ClickHouse和他的朋友们（15）Group By 为什么这么快

转载

叶金荣 2021-07-14 17:17:39

在揭秘 ClickHouse Group By 之前，先聊聊数据库的性能对比测试问题。在虎哥看来，一个“讲武德”的性能对比测试应该提供什么信息呢？

首先要尊重客观事实，在什么场景下，x 比 y 快？
其次是为什么 x 会比 y 快？

如果以上两条都做到了，还有一点也比较重要：x 的优势可以支撑多久？是架构等带来的长期优势，还是一袋烟的优化所得，是否能持续跟上自己的灵魂。如果只是贴几个妖艳的数字，算不上是 benchmark，而是 benchmarket。好了，回到 Group By 正题。相信很多同学已经体验到 ClickHouse Group By 的出色性能，本篇就来分析下快的原因。首先安慰一下，ClickHouse 的 Group By 并没有使用高大上的黑科技，只是摸索了一条相对较优的方案。

一条 SQL

SELECT sum(number) FROM numbers(10) GROUP BY number % 3

我们就以这条简单的 SQL 作为线索，看看 ClickHouse 怎么实现 Group By 聚合。

1. 生成 AST

EXPLAIN AST
SELECT sum(number)
FROM numbers(10)
GROUP BY number % 3

┌─explain─────────────────────────────────────┐
│ SelectWithUnionQuery (children 1)           │
│  ExpressionList (children 1)                │
│   SelectQuery (children 3)                  │
│    ExpressionList (children 1)              │
│     Function sum (children 1)               │  // sum 聚合
│      ExpressionList (children 1)            │
│       Identifier number                     │
│    TablesInSelectQuery (children 1)         │
│     TablesInSelectQueryElement (children 1) │
│      TableExpression (children 1)           │
│       Function numbers (children 1)         │
│        ExpressionList (children 1)          │
│         Literal UInt64_10                   │
│    ExpressionList (children 1)              │
│     Function modulo (children 1)            │  // number % 3 函数
│      ExpressionList (children 2)            │
│       Identifier number                     │
│       Literal UInt64_3                      │
└─────────────────────────────────────────────┘

2. 生成 Query Plan

EXPLAIN
SELECT sum(number)

________________________________________

§ 书面任务 1: 从数据行中挑出所有含有字符串"target"的行，逐行原样抄出。
这段摘录与后面的数据行毫无关联。

________________________________________

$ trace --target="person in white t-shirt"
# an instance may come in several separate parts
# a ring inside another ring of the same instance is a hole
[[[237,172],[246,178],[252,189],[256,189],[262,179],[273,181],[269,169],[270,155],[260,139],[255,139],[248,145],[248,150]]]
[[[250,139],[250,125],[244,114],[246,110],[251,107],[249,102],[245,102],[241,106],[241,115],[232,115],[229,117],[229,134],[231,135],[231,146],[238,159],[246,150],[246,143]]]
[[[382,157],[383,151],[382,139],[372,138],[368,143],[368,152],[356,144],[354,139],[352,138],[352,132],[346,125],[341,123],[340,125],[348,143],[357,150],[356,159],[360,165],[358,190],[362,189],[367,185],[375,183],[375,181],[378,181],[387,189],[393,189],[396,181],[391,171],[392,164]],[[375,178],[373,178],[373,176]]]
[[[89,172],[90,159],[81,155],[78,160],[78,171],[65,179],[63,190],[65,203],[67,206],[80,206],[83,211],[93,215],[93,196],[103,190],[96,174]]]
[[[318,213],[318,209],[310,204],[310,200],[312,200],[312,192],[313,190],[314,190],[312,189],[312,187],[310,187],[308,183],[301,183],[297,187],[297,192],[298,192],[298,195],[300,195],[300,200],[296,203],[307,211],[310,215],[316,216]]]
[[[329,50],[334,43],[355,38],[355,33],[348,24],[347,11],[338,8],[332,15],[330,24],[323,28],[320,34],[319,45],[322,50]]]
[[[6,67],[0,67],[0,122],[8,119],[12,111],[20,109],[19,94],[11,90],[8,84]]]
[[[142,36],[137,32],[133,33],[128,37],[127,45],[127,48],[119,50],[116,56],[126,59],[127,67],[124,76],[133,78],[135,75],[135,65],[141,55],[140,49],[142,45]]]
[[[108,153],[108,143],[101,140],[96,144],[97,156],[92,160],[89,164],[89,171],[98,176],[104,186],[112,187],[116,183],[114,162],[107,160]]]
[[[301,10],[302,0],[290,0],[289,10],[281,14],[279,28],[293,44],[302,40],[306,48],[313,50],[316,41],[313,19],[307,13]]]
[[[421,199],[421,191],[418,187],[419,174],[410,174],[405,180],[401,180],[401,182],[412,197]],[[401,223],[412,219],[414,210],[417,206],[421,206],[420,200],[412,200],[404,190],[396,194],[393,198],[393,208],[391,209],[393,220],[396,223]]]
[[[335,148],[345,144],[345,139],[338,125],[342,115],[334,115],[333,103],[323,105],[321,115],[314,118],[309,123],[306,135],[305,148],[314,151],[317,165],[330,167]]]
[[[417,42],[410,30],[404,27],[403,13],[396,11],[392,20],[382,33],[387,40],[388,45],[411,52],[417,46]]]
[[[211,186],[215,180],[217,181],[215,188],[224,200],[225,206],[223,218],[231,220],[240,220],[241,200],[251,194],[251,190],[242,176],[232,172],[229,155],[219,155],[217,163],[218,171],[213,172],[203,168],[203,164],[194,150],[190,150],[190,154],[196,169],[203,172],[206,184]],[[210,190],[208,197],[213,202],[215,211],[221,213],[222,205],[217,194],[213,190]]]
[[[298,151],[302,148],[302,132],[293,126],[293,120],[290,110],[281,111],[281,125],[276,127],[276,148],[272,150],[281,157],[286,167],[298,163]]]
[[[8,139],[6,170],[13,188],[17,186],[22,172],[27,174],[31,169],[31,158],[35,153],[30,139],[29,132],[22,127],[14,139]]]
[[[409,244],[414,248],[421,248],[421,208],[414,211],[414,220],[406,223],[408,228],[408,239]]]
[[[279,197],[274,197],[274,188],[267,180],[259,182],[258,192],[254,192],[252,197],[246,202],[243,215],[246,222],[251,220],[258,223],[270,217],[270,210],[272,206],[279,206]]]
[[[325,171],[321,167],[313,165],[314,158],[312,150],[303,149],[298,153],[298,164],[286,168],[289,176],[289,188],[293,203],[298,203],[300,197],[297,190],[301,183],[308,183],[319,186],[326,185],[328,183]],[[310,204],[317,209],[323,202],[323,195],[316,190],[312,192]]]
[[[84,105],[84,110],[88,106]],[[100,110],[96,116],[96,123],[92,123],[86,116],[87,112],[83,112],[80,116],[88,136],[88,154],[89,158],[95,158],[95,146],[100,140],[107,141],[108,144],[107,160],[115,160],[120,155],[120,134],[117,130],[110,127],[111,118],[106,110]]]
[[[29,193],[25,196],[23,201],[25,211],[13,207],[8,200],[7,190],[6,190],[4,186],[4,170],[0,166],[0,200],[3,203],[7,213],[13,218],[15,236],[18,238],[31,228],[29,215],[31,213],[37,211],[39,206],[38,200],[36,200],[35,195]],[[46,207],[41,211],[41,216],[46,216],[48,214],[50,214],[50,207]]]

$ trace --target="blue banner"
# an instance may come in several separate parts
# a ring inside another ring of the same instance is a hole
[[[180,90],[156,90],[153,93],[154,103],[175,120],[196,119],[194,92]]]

________________________________________

§ 书面任务 2: 请抄录摘录中的一段原文，从"首先要尊重客观事实，在什么场景下，x 比 y"开始，到"Group By 并没有使用高大上的黑科技，只是摸索了一条相对较优的方案。"结束。

§ 正确结果 1:
$ trace --target="person in white t-shirt"
$ trace --target="blue banner"

§ 正确结果 2:
首先要尊重客观事实，在什么场景下，x 比 y 快？
其次是为什么 x 会比 y 快？

如果以上两条都做到了，还有一点也比较重要：x 的优势可以支撑多久？是架构等带来的长期优势，还是一袋烟的优化所得，是否能持续跟上自己的灵魂。如果只是贴几个妖艳的数字，算不上是 benchmark，而是 benchmarket。好了，回到 Group By 正题。相信很多同学已经体验到 ClickHouse Group By 的出色性能，本篇就来分析下快的原因。首先安慰一下，ClickHouse 的 Group By 并没有使用高大上的黑科技，只是摸索了一条相对较优的方案。